::: Input data
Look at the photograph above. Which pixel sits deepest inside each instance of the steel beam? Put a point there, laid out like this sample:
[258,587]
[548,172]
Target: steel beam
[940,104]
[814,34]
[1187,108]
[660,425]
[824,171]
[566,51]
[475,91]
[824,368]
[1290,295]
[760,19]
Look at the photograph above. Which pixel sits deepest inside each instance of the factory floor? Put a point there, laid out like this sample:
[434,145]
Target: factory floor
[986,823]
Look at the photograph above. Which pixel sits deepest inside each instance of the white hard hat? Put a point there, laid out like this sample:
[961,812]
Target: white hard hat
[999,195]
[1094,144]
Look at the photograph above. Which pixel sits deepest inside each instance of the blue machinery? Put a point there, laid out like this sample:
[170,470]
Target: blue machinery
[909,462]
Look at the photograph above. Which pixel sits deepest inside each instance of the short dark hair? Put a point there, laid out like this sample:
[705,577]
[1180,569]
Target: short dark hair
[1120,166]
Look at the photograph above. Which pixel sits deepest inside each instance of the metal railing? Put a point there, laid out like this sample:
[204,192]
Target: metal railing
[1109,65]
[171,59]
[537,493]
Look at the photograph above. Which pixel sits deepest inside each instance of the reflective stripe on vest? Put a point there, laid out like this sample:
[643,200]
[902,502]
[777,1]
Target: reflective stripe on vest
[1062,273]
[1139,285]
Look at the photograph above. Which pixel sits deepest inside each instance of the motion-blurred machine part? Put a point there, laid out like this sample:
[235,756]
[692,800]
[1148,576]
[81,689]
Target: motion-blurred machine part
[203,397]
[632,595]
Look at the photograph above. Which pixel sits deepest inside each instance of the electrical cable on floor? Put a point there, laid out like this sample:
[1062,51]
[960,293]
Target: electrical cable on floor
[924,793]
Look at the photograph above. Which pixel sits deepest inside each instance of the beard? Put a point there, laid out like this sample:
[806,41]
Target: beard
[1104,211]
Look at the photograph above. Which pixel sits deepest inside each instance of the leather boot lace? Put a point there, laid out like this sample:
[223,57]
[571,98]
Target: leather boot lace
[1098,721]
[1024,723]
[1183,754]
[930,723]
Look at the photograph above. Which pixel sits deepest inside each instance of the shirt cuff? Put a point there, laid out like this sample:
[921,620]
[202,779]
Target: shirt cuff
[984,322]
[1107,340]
::::::
The problem » Rewrite the records above from the line with "of the electrical" up to and including the last line, swapping "deepest" for "farthest" and leaving everything else unchanged.

Solution below »
Look at the photograph above. Which pixel sits farthest inside each instance of the electrical cable on floor? Put a point there, laid out like this sample:
[1062,51]
[960,293]
Target: electrical cable on floor
[924,793]
Look at the photograph above. Which pixel sits farthest inside each instance of the beard? Put a point there, laid out like this sample:
[806,41]
Target: beard
[1104,211]
Look at the photograph above. Which pixel sits farthest inside each instance of the leather boot lace? Put a point there, laid out like this sample:
[223,57]
[571,98]
Target: leather boot lace
[1098,721]
[1024,723]
[1183,754]
[930,723]
Look at the photograph above. Which pixel sits farthest inside each instance of the shirt cuff? Put a point there, laid out like this sample:
[921,620]
[202,779]
Target: shirt cuff
[984,322]
[1107,340]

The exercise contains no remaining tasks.